• Exercise: Add 114 to every bounding-box coordinate in the answer found in everything from the line containing "Pick out the reflective stripe above." down to the line containing "132, 120, 144]]", both lines included. Output that full span again, with only the coordinates changed.

• Source material:
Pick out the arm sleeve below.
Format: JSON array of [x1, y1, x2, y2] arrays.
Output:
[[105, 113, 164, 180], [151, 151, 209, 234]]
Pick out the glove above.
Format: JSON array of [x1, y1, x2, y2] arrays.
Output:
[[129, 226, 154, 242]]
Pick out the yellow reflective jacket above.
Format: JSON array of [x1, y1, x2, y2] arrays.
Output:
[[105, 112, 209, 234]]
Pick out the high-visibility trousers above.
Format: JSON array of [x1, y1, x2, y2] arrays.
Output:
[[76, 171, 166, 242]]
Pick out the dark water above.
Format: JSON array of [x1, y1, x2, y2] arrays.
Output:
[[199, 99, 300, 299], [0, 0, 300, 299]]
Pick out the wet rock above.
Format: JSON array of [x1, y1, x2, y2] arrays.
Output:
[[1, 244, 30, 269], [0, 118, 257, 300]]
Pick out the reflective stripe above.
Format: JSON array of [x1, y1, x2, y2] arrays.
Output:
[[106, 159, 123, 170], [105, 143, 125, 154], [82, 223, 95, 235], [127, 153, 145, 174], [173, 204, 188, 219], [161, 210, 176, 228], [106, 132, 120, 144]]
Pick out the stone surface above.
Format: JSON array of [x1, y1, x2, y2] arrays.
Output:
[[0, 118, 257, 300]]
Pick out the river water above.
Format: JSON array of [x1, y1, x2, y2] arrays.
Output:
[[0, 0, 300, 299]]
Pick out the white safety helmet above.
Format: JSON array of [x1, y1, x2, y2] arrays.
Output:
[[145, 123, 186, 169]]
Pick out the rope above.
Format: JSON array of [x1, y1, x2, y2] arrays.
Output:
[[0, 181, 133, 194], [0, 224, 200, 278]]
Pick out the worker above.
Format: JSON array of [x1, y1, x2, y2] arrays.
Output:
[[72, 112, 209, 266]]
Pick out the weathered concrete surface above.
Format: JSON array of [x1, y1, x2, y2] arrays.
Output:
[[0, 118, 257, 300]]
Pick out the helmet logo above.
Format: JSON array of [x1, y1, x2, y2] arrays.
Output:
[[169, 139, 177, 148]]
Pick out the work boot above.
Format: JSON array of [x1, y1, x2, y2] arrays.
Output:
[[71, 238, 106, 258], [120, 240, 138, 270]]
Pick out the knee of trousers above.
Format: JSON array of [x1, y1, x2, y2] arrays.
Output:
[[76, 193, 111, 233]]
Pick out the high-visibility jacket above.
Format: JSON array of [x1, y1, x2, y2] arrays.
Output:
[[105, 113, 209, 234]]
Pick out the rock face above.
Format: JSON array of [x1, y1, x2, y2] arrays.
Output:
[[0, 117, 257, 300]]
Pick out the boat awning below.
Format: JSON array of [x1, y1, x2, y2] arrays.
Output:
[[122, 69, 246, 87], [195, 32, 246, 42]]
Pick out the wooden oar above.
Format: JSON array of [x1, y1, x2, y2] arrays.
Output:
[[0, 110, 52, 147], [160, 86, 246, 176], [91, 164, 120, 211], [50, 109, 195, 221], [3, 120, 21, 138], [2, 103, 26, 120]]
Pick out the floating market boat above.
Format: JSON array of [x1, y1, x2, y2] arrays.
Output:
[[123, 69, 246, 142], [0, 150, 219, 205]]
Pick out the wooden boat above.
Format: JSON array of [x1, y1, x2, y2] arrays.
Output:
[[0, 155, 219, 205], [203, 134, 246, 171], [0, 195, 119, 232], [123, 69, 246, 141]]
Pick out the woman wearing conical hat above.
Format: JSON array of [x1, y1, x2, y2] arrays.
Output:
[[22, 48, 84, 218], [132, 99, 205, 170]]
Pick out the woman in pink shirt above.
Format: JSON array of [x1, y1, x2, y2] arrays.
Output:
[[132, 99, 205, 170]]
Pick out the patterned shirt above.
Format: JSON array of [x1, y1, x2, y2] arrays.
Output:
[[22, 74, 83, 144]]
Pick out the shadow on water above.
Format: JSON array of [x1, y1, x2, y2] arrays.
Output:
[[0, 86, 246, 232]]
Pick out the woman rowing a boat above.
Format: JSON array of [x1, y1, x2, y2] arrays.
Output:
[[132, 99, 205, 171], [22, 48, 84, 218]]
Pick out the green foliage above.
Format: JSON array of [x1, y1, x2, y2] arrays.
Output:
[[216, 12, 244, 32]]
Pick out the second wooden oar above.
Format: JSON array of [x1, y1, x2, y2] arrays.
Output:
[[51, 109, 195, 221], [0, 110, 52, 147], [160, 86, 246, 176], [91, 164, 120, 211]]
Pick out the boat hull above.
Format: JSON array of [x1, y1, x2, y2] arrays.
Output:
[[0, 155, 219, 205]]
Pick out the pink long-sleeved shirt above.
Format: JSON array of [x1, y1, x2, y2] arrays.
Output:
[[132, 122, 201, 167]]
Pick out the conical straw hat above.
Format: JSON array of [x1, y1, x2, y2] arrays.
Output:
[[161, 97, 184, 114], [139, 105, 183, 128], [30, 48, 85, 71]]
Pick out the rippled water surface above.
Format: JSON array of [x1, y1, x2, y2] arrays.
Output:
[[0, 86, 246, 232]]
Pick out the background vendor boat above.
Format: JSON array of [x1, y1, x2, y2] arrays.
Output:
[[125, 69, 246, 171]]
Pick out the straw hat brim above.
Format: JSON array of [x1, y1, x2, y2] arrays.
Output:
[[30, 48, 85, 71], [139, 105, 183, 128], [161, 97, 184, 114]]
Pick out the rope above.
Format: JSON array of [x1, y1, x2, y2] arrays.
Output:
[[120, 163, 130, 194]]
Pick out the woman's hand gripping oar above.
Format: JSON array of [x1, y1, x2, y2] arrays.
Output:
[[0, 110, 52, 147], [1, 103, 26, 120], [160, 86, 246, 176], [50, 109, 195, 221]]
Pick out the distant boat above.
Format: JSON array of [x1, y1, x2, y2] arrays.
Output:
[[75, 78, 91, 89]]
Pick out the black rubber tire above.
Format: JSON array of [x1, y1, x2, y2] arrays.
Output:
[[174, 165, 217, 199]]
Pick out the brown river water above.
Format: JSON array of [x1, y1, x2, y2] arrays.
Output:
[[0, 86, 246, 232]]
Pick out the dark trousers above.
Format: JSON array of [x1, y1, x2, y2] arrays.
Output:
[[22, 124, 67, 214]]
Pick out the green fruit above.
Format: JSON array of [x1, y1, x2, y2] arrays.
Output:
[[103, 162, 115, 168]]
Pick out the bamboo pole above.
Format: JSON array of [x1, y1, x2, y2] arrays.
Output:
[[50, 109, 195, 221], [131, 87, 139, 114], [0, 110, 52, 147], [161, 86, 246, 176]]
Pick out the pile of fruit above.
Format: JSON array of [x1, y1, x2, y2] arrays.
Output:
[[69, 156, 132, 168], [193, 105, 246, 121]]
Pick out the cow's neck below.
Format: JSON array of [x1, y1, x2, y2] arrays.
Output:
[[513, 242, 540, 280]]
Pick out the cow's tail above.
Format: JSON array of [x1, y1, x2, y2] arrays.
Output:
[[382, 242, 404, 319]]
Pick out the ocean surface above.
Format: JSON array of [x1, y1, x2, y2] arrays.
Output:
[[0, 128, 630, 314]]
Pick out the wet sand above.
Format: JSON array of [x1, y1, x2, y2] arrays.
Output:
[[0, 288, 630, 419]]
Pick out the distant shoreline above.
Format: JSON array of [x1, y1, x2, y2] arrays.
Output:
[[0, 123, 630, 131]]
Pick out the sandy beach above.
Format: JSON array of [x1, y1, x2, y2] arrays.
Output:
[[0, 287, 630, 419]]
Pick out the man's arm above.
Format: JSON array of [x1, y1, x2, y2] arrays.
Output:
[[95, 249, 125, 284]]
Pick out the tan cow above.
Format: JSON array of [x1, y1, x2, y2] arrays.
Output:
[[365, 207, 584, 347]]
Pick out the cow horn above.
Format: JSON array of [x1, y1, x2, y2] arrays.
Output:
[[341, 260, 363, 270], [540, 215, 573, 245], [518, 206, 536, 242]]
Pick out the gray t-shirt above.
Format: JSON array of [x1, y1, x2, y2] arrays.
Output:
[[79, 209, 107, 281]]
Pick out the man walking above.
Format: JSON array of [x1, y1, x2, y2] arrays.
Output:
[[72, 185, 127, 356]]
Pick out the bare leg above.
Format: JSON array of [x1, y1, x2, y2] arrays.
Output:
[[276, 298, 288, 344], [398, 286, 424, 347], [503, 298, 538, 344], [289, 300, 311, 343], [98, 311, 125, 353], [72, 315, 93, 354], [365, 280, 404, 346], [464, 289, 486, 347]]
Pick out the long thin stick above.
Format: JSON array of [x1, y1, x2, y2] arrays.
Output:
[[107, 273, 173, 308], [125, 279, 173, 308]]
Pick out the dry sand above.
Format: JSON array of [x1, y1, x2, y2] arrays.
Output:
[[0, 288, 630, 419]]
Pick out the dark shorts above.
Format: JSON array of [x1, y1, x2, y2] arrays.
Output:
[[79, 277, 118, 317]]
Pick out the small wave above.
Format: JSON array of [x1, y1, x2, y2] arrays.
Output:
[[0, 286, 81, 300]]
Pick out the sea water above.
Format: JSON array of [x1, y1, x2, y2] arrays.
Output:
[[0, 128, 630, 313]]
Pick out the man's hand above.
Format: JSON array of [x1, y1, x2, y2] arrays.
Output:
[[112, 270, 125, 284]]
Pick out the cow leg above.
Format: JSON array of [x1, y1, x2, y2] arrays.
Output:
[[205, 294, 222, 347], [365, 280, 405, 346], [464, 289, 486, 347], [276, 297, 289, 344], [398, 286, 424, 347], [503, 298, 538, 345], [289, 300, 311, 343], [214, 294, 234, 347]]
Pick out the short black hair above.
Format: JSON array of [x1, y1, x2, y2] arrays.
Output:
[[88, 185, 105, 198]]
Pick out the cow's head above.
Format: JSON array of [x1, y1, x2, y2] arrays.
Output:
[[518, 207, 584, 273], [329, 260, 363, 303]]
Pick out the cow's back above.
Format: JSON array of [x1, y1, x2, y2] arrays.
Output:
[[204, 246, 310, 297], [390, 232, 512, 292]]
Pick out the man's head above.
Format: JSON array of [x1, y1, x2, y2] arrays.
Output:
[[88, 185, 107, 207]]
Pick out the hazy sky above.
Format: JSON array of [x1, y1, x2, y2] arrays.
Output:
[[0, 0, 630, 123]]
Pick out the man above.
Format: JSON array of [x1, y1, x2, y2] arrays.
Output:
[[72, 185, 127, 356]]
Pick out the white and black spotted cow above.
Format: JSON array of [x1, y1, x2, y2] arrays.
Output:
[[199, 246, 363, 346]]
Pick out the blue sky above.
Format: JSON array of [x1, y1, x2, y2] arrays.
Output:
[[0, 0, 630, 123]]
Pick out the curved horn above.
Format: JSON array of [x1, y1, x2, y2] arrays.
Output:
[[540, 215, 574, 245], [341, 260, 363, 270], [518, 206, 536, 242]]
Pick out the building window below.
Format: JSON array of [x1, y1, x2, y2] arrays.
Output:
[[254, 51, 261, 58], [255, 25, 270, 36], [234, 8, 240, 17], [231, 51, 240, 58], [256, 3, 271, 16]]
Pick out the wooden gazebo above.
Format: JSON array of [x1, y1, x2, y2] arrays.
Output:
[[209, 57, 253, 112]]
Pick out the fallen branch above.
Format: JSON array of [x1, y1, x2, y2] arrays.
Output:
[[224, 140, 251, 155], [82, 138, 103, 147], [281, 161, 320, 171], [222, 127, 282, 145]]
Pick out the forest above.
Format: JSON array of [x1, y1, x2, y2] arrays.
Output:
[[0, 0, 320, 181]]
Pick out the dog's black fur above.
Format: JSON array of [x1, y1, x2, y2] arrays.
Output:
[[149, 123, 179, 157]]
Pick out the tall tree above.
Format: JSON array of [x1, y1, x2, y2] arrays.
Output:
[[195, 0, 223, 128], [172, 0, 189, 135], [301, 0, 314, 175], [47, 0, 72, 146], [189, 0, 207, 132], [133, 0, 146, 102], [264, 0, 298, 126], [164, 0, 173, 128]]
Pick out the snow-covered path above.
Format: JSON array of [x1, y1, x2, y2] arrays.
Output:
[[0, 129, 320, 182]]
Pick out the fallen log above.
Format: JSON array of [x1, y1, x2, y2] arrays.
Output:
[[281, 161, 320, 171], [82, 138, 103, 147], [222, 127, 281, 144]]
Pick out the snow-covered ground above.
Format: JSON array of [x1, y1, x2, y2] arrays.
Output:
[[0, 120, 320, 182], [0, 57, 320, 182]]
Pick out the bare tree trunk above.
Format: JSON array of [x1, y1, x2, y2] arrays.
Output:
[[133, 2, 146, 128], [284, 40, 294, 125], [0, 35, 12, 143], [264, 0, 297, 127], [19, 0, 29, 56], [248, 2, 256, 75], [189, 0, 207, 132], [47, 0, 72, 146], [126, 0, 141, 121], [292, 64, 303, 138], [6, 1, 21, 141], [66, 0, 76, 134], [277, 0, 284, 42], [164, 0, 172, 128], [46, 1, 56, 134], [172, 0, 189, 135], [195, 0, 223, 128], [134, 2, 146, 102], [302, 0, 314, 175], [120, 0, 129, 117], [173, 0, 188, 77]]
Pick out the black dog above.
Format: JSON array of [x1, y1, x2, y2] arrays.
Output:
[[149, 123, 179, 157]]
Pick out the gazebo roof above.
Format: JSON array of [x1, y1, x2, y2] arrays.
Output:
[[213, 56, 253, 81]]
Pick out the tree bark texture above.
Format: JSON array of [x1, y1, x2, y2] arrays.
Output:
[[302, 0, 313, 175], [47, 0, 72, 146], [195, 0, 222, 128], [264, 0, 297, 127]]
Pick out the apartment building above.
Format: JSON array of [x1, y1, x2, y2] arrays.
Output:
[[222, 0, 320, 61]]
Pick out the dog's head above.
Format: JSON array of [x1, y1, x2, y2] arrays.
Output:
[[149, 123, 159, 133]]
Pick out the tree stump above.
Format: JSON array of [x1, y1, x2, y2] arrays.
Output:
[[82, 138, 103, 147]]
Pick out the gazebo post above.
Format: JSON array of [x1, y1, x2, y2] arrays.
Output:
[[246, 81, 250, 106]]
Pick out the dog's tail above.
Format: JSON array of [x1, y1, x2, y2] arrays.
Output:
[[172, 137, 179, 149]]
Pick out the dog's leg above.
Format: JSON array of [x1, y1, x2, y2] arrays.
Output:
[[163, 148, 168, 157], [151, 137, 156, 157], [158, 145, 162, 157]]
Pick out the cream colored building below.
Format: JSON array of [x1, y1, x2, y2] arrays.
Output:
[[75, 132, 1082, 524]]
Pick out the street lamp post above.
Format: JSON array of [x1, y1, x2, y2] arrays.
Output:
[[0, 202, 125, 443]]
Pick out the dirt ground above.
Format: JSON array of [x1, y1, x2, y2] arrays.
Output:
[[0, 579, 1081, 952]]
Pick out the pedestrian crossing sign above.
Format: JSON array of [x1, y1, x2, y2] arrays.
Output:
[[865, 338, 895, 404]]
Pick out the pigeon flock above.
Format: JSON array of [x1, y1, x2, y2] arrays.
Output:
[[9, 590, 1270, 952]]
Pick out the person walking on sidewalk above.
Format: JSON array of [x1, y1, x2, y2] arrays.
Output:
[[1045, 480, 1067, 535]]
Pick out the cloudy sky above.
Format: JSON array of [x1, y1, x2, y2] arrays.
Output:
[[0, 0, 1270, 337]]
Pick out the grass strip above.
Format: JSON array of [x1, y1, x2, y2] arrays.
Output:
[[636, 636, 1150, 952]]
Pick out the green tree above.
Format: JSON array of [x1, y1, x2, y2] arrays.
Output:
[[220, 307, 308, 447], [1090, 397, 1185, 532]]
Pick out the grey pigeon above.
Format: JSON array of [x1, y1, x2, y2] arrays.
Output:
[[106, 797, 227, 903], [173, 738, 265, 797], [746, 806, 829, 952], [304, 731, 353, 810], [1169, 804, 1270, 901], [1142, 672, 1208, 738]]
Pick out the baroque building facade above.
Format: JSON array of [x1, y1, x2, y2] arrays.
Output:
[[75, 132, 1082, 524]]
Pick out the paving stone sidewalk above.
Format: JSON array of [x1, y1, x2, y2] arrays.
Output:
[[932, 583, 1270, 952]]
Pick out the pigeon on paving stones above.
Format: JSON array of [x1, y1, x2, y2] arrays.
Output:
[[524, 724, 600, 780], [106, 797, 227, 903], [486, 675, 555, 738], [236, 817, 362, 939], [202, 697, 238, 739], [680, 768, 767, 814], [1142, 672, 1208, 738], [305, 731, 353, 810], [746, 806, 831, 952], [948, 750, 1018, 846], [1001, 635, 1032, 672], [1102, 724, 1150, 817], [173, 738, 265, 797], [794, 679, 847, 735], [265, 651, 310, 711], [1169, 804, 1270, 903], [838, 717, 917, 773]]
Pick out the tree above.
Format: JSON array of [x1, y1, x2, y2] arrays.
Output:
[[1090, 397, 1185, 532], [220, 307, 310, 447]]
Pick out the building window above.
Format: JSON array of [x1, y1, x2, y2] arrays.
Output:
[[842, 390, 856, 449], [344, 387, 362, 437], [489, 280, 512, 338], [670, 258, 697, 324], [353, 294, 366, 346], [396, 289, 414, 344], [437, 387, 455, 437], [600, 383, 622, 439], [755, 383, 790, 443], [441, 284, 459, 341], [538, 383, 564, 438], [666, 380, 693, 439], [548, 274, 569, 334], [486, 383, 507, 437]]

• Solution:
Pick out the reflective stripe above.
Format: JSON array of [x1, y1, x2, y2] arrays.
Output:
[[220, 273, 237, 284], [219, 257, 239, 268], [196, 337, 209, 349], [241, 267, 259, 288], [287, 318, 302, 333], [275, 324, 290, 342], [220, 246, 234, 258]]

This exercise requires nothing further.